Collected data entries
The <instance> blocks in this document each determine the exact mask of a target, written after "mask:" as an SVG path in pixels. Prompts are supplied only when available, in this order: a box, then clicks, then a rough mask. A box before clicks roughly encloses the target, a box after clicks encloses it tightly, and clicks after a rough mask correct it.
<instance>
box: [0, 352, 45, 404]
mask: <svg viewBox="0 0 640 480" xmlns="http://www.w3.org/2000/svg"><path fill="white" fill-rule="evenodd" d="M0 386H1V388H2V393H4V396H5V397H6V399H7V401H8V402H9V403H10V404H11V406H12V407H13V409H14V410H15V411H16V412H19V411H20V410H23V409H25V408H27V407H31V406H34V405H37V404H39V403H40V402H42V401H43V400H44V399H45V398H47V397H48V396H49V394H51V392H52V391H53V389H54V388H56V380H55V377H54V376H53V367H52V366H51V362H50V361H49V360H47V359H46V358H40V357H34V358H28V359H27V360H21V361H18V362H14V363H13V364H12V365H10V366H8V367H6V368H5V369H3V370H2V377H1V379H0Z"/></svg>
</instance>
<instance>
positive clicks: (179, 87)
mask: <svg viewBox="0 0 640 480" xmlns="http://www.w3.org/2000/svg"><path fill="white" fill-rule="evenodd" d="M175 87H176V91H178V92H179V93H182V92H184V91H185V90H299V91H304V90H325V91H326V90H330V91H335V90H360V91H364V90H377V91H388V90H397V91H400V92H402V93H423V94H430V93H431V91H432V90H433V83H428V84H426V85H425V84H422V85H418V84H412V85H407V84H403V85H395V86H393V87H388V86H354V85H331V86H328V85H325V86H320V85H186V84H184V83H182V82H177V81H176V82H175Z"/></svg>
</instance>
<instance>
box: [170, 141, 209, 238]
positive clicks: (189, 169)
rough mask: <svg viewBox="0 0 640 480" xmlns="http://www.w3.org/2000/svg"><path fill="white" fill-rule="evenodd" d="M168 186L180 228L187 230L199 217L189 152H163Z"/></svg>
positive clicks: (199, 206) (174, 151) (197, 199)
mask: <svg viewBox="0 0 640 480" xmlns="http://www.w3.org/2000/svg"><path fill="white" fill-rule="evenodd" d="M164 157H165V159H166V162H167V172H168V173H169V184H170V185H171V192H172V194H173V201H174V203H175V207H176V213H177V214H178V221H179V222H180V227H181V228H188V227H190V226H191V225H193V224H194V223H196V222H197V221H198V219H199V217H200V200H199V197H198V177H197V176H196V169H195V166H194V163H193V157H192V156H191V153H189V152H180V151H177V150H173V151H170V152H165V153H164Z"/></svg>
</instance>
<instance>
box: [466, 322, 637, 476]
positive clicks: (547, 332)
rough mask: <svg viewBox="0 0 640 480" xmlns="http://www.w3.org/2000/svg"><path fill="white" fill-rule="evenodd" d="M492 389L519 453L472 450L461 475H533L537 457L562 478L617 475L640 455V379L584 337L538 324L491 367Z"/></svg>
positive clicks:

# BRIEF:
Filter the records above for "rough" and copy every matching line.

# PROBLEM SOLUTION:
The <instance> blocks in this document each determine the exact mask of a target, written after "mask:" as an SVG path in pixels. Prompts are supplied only when available, in this order: a box, then clicks, then a rough mask. A box before clicks roughly encloses the target, a box after clicks encloses it tightly, and clicks after a rough mask correct it.
rough mask: <svg viewBox="0 0 640 480" xmlns="http://www.w3.org/2000/svg"><path fill="white" fill-rule="evenodd" d="M168 186L180 228L187 230L199 217L189 152H163Z"/></svg>
rough mask: <svg viewBox="0 0 640 480" xmlns="http://www.w3.org/2000/svg"><path fill="white" fill-rule="evenodd" d="M492 389L519 453L472 450L461 475H533L537 457L562 478L617 475L640 455V379L584 337L538 324L491 367Z"/></svg>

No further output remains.